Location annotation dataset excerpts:
----------

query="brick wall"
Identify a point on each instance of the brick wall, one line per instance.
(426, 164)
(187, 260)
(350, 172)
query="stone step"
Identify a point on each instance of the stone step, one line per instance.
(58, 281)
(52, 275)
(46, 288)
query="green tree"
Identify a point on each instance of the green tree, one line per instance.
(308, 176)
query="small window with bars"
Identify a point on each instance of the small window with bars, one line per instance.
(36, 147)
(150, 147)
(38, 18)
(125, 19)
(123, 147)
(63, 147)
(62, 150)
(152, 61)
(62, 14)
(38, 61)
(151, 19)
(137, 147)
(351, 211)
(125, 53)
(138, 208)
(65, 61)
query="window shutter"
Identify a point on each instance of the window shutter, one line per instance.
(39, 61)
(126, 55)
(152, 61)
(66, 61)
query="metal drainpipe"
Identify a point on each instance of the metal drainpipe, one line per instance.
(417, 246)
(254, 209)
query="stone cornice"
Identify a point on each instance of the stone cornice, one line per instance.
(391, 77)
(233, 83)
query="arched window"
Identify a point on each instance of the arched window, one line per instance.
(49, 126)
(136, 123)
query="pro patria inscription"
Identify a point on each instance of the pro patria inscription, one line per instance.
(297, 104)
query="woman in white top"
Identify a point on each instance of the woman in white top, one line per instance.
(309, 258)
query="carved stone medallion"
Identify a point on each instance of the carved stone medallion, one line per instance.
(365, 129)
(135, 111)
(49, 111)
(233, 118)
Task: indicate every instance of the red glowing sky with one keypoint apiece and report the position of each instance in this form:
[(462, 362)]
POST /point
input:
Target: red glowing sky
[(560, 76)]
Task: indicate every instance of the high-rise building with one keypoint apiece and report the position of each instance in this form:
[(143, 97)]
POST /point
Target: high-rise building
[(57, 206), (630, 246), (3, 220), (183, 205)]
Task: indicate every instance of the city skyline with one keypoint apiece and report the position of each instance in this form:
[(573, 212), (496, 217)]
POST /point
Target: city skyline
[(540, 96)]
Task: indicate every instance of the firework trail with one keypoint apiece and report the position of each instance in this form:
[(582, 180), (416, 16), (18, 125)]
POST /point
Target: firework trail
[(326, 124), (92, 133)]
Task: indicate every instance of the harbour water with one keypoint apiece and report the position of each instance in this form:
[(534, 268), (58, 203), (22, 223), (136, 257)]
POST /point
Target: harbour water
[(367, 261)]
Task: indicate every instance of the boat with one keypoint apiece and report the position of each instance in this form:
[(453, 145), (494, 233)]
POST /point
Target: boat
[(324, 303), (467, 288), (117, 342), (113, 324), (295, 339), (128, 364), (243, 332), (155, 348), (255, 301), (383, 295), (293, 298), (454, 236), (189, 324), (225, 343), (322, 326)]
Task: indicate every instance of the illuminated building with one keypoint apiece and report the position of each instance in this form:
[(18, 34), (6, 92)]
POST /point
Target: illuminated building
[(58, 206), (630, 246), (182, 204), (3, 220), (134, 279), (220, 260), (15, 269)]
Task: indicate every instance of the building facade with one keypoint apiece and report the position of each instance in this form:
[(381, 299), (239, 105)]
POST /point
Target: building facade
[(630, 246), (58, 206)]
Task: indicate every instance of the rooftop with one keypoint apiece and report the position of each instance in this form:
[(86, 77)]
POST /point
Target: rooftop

----------

Task statement: Each of the records should be retyped exactly.

Solution to the exercise:
query="brick wall"
Identify a point on each instance of the brick wall, one line per instance.
(426, 164)
(187, 260)
(350, 172)
query="stone step"
Identify a point on each instance of the stone step, one line per instance.
(58, 281)
(52, 275)
(46, 288)
query="green tree"
Identify a point on each instance of the green tree, one line per instance.
(308, 176)
query="small window with bars"
Identify a point on each instance of the small window with bars, one line per instance.
(36, 147)
(150, 147)
(38, 18)
(125, 19)
(123, 147)
(63, 147)
(62, 150)
(152, 61)
(62, 14)
(38, 61)
(151, 19)
(137, 147)
(351, 211)
(125, 53)
(138, 208)
(65, 61)
query="window shutter"
Identify a point on each instance of the window shutter, one line per instance.
(39, 61)
(126, 55)
(152, 61)
(66, 61)
query="metal drainpipe"
Identify a point on each instance of the metal drainpipe, one line per instance.
(417, 246)
(254, 209)
query="stone cornice"
Identify a point on each instance of the stone cornice, one line per instance.
(391, 77)
(233, 83)
query="arched window"
Identify a point on each instance of the arched window, one line per instance.
(49, 126)
(136, 123)
query="pro patria inscription"
Identify a point on each instance of the pro patria inscription, one line per instance.
(297, 104)
query="woman in white top"
Identify a point on each instance of the woman in white top, one line per instance.
(309, 258)
query="carved stone medallion"
Identify a point on each instance of the carved stone medallion, one line per instance.
(365, 129)
(135, 111)
(49, 111)
(233, 118)
Task: indicate every instance of the red glowing sky with one keypoint apiece and report the position of each instance in this form:
[(462, 362)]
POST /point
input:
Target: red glowing sky
[(560, 76)]
Task: indicate every instance of the high-rise building with one keypoint apiece and report the position of each instance in this form:
[(143, 97)]
POST /point
Target: high-rise building
[(57, 206), (630, 246), (3, 220), (183, 205)]
Task: indicate every instance of the city skyline with one keypoint apiece and report the position of each instance in this form:
[(573, 212), (496, 217)]
POST /point
Target: city skyline
[(540, 96)]
Task: indicate every instance of the firework trail with one keypoint apiece and report the position of each instance in this form:
[(582, 180), (416, 16), (18, 125)]
POST /point
Target: firework trail
[(326, 124), (92, 133)]
Task: indicate every instance of the harbour water with one keypoint apiece and report the position of each instance in this form:
[(534, 268), (58, 203), (22, 223), (136, 257)]
POST /point
Target: harbour water
[(367, 261)]
Task: indicate every instance of the boat with one keypoint apiece and report the position of each instance in this form:
[(453, 145), (494, 233)]
POST /point
Target: boat
[(324, 303), (467, 288), (117, 342), (113, 324), (295, 339), (128, 364), (243, 332), (155, 348), (255, 301), (383, 295), (293, 298), (454, 236), (189, 324), (225, 343), (322, 326)]
Task: indicate every instance of the illuminated building with one keypoint apiece and report the position of each instance in this form:
[(18, 34), (6, 92)]
POST /point
Target: illuminated building
[(58, 206), (630, 246), (182, 204), (3, 220), (134, 279), (220, 260), (15, 269)]
Task: indicate every instance of the building facade with one keypoint apiece and report the position of each instance in this form:
[(381, 299), (239, 105)]
POST /point
Target: building facade
[(630, 246), (58, 206)]
Task: indicate every instance of the rooftop with one keypoint apiece and report the position of each instance in this form:
[(86, 77)]
POST /point
Target: rooftop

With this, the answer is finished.